PROBLEM TO WORK ON ▸
What is needed is the whole of the data, set down exactly.
**********
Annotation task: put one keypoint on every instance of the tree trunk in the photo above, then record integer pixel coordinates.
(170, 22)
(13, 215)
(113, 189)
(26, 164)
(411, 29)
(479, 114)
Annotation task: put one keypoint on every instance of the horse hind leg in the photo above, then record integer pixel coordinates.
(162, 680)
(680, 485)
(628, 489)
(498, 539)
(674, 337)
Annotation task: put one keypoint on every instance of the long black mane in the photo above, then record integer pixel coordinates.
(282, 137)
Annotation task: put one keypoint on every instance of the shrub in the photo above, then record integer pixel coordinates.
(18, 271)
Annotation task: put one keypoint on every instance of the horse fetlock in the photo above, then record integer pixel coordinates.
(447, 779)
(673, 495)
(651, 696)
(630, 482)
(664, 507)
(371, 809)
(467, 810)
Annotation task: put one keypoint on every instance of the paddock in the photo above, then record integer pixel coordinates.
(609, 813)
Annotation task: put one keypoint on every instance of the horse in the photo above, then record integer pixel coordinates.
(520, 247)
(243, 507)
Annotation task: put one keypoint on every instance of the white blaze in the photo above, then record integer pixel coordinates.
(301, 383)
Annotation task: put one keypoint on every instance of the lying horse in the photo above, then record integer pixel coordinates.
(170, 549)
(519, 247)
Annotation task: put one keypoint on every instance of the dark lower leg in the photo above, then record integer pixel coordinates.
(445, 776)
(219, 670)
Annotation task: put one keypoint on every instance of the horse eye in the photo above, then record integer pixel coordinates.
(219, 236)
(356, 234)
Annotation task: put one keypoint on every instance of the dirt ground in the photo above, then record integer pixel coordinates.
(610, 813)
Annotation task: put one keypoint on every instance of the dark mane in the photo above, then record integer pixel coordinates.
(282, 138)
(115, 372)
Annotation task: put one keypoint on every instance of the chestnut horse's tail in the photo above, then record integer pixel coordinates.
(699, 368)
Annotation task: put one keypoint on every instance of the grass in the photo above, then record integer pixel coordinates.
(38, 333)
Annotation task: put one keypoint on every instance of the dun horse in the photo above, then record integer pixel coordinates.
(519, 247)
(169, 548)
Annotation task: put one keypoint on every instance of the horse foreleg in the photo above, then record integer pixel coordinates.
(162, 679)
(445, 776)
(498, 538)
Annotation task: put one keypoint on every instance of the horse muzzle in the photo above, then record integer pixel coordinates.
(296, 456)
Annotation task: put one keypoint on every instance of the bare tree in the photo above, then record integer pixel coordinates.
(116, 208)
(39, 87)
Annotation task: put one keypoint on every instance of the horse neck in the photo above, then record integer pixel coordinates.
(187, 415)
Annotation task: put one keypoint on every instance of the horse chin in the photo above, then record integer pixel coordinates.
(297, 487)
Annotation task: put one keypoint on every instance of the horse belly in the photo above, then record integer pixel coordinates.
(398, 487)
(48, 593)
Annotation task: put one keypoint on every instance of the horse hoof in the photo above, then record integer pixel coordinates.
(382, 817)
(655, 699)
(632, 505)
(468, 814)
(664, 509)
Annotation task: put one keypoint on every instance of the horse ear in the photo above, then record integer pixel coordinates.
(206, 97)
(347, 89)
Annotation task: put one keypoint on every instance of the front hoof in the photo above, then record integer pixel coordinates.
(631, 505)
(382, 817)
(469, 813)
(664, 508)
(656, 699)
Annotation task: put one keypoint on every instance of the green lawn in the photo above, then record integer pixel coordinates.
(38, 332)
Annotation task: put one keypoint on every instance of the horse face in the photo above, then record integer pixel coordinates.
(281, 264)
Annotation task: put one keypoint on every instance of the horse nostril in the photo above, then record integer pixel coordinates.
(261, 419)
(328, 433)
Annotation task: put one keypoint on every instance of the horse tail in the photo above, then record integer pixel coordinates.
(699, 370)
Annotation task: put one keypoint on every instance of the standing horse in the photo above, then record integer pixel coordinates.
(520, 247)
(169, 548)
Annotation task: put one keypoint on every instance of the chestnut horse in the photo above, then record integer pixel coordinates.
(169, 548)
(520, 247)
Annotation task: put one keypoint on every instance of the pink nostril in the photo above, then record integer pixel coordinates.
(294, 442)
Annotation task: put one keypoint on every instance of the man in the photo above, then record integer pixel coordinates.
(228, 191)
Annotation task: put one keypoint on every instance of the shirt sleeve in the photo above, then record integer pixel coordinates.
**********
ANSWER SPACE ▸
Annotation task: put one keypoint on every instance of the tree trunk in the photo above, then record integer pixel coordinates.
(170, 22)
(13, 215)
(113, 189)
(26, 164)
(411, 29)
(479, 114)
Annotation task: put one keypoint on every instance of the horse hind leg in the photo above, then record integer pixel coordinates.
(162, 680)
(680, 485)
(628, 489)
(498, 539)
(674, 337)
Annotation task: put one keypoint on every instance of the long black mane in the photo above, then record integer pixel coordinates.
(282, 137)
Annotation task: put one keypoint on every instance of the shrub in the photo above, then record integer pixel coordinates.
(18, 271)
Annotation task: put one keypoint on every instance of the horse fetlock in the photo above, then record integer pixel coordinates.
(447, 779)
(673, 495)
(651, 696)
(630, 482)
(664, 507)
(371, 809)
(467, 810)
Annotation task: put one keypoint on every instance of the paddock in the photo above, then record integer pixel coordinates.
(609, 813)
Annotation task: put one keypoint on every instance of the horse in the photo above, then record integer pixel coordinates.
(520, 247)
(243, 507)
Annotation task: put one keypoint on every instance of the white blaze in the photo above, then record integer pixel coordinates.
(301, 383)
Annotation task: put one keypoint on every instance of the lying horse in the photo above, then record integer pixel coordinates.
(170, 549)
(519, 247)
Annotation task: put one keypoint on every instance of the dark lower leg in the photo above, then record integer pixel coordinates.
(445, 776)
(219, 670)
Annotation task: put one keypoint on every instance of the horse eye in the photo above, then record integer pixel coordinates.
(219, 236)
(356, 234)
Annotation task: put one keypoint on every instance of the dirt ground in the photo above, then record integer pixel coordinates.
(610, 813)
Annotation task: put one keypoint on every instance of the dark mane in the photo above, then record integer pixel coordinates.
(282, 138)
(115, 372)
Annotation task: put one keypoint on every instance of the chestnut horse's tail in the photo above, then record integer pixel coordinates.
(699, 368)
Annotation task: put one keypoint on every instance of the grass in the photo above, then record integer pixel coordinates.
(38, 333)
Annotation task: put one keypoint on every instance of the dun horse in the photo above, then record integer pixel coordinates.
(519, 247)
(169, 548)
Annotation task: put one keypoint on every instance of the horse foreleg in the photo above, then record integer pixel coordinates.
(162, 679)
(445, 776)
(498, 538)
Annotation task: put one keypoint on every instance of the horse muzzle in the photo above, then record integer pixel coordinates.
(296, 456)
Annotation task: put one keypoint on every instance of the bare tree in the photo above, then record integer pixel coordinates.
(116, 208)
(39, 87)
Annotation task: put one keypoint on every instance of the horse neck in the photo above, then record integer pixel coordinates.
(187, 415)
Annotation task: put one keypoint on every instance of the horse chin in the photo above, then record integer pixel coordinates.
(297, 487)
Annotation task: put one keypoint on every instance of the horse belly in the photo above, then record integer pixel coordinates.
(398, 487)
(48, 593)
Annotation task: put one keypoint on every instance of the horse hoof in the photo above, then record integer pixel coordinates.
(382, 817)
(655, 699)
(632, 505)
(468, 814)
(664, 509)
Annotation task: put one keypoint on every instance of the horse ear in the photo above, then record integer pixel coordinates.
(206, 97)
(347, 89)
Annotation task: put one keypoint on every instance of the front hoof in the photo above, then record integer pixel coordinates.
(631, 505)
(382, 817)
(469, 813)
(664, 508)
(656, 699)
Annotation task: put one keypoint on every instance of the green lawn in the photo above, then record integer pixel coordinates.
(38, 332)
Annotation task: put one keypoint on every instance of the horse face in the photo above, then record integer pixel coordinates.
(281, 264)
Annotation task: put one keypoint on every instance of the horse nostril in the photo above, then record integer pixel coordinates.
(261, 419)
(328, 433)
Annotation task: put one keypoint on every instance of the horse tail in the photo above, then record integer pixel coordinates.
(699, 370)
Annotation task: put one keypoint on every instance of the standing horse in the photo above, then record integer pixel coordinates.
(520, 247)
(169, 548)
Annotation task: put one keypoint on every instance of the chestnut horse in the photo above, then record integer pixel coordinates.
(169, 548)
(520, 247)
Annotation task: put one keypoint on every instance of the pink nostril in the photo above, then record integer pixel coordinates.
(294, 442)
Annotation task: put one keypoint on every instance of the man in the photo above, then record integer pixel coordinates.
(228, 191)
Annotation task: put one keypoint on every instance of the shirt sleeve in the photo above, then record integer pixel coordinates.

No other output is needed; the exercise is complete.